===== Input material
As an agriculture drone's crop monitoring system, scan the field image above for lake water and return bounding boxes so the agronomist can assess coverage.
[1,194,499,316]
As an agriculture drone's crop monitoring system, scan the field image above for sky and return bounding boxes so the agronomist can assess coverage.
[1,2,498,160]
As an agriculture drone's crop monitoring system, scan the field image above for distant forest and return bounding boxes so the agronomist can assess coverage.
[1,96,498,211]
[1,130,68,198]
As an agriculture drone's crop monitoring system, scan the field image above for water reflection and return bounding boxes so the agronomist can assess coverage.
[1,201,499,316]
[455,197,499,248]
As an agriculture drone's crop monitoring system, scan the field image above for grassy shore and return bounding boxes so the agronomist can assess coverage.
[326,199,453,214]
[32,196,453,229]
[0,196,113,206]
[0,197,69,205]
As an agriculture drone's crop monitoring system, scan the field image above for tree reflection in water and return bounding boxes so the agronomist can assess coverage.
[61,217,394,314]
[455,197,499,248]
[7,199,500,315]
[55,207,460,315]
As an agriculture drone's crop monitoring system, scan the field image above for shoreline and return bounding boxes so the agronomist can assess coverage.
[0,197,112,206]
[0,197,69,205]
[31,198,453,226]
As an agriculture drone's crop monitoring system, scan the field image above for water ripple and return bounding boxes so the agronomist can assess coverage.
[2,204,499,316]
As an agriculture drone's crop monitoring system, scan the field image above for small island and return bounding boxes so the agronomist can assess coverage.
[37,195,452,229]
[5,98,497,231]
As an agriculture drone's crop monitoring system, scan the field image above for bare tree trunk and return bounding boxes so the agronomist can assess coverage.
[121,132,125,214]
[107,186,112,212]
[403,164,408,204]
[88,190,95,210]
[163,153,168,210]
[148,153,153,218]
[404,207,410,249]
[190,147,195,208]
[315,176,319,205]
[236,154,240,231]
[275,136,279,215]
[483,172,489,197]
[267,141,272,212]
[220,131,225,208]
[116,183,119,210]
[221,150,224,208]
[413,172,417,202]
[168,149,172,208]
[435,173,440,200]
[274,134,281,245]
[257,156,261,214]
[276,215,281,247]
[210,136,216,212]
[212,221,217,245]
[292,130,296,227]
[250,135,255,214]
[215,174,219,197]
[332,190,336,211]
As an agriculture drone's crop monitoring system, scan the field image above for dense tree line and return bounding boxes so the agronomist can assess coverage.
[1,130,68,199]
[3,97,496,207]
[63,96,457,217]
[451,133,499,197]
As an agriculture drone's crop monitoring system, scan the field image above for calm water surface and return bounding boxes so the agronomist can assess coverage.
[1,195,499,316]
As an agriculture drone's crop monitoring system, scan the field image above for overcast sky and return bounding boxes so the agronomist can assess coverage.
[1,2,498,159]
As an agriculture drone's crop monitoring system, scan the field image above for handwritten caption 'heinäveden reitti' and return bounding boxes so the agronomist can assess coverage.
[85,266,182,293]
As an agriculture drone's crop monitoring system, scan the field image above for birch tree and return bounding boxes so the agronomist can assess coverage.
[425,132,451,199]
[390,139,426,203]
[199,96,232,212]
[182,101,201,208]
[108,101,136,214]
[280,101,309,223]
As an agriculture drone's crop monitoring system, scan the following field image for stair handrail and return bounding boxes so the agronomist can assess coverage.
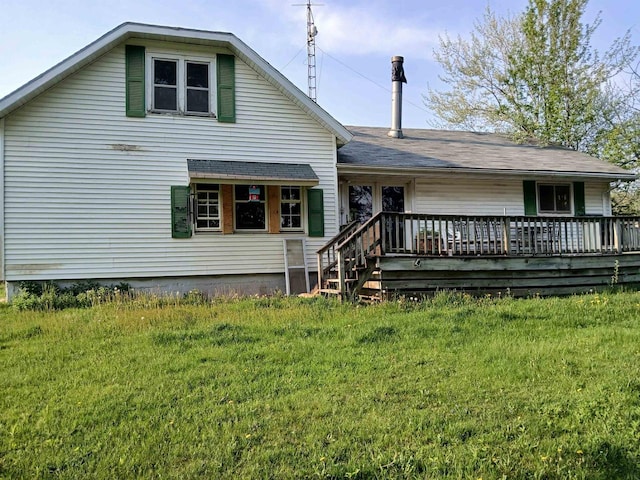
==========
What to produce:
The expected answer is the whole listing above, copied exactly, with images excluded.

Solution for this task:
As an agriculture drone's crop monitoring system, scan the field image above for lake water and return bounding boxes so the agronomist can assess coverage.
[1,194,499,316]
As an agriculture drone's crop monitoring system, scan the field image above for sky and return bounding boxes so the agronomist can assess coverage.
[1,2,498,160]
As an agriculture drone's crop monitoring system, scan the field image above for distant forest and return bounding boxes so the agronomist can assess coverage.
[1,96,498,211]
[1,130,68,198]
As an agriculture drone's crop monitoring system, scan the field image above for water reflection and return bounding boxes so the agronomist can assess coverage.
[1,201,499,316]
[455,197,499,248]
As an agriculture drone's crop monitoring system, scan the field image above for grassy shore and return bounding boxes so the agronomist can assess coverage.
[326,199,453,214]
[32,196,453,229]
[0,196,113,206]
[0,197,69,205]
As an agriculture drone's crop monitoring system, scan the field image above for tree reflection in water and return bounding boxes so the agronomist can assess coverage.
[61,217,394,314]
[455,197,499,248]
[7,199,500,315]
[55,207,460,315]
As an agriculture drone's crop monitoring system, scan the field image above for shoreline and return bounding boxes so the agronomist can assess coverage.
[0,197,112,206]
[0,197,69,205]
[31,198,453,226]
As an agriculture drone's crop monitoring system, scan the field image above for water ripple and return bounding boxes so the agronomist can assess coverage.
[2,204,499,316]
As an agriculture drone's crop monitoring system, scan the field image above for small island and return bounding boxes so the agronomist can assess coverage.
[37,195,452,229]
[5,98,497,231]
As an agriculture drone's crop monitoring system, scan the field image above for bare tree trunk and return bounding boxes so the agronomist can assess coverage.
[121,132,125,214]
[107,186,112,212]
[403,164,408,204]
[88,190,95,210]
[163,153,168,210]
[148,153,153,218]
[404,207,410,249]
[190,147,195,208]
[315,176,319,205]
[236,154,240,231]
[275,136,279,215]
[483,172,489,197]
[267,141,272,212]
[220,131,225,208]
[116,183,119,210]
[221,150,224,208]
[413,172,417,202]
[168,149,172,208]
[435,173,440,200]
[274,134,281,245]
[257,156,261,214]
[276,215,281,247]
[210,136,216,212]
[212,221,217,245]
[292,130,296,227]
[250,135,255,214]
[215,174,219,197]
[332,190,336,211]
As an agriculture drone's crop monitoring system, scan the field image above for dense tree line and return bounding boxes so the agronomist can assess coverage.
[1,130,68,199]
[3,97,496,207]
[63,96,457,217]
[451,133,499,197]
As an agriculture drone's crop monitoring system, scan the field image above for calm water surface and return bounding boxes so the agronomist can assess coverage.
[1,195,499,316]
As an agriculture drone's crop monitoring system, scan the field image above for overcast sky and return bounding boxes so the agronomist can assess coverage.
[1,2,498,159]
As an agriculture drone's crop monitoring system, scan the field image above for handwritten caption 'heinäveden reitti' and return bounding boxes so the agronomist can assess coverage.
[85,266,182,293]
As an agriculture drone's crop monitoring system, scan the field image above for birch tree and return bounding boxes so the agronomist can assess coverage.
[425,132,451,199]
[390,139,426,203]
[199,96,232,212]
[182,101,201,208]
[108,101,136,214]
[280,101,309,223]
As an agriculture drone's crop monitoring system, scan the following field image for stair handrail and return bounding boxes so the agronomist can assess coverage.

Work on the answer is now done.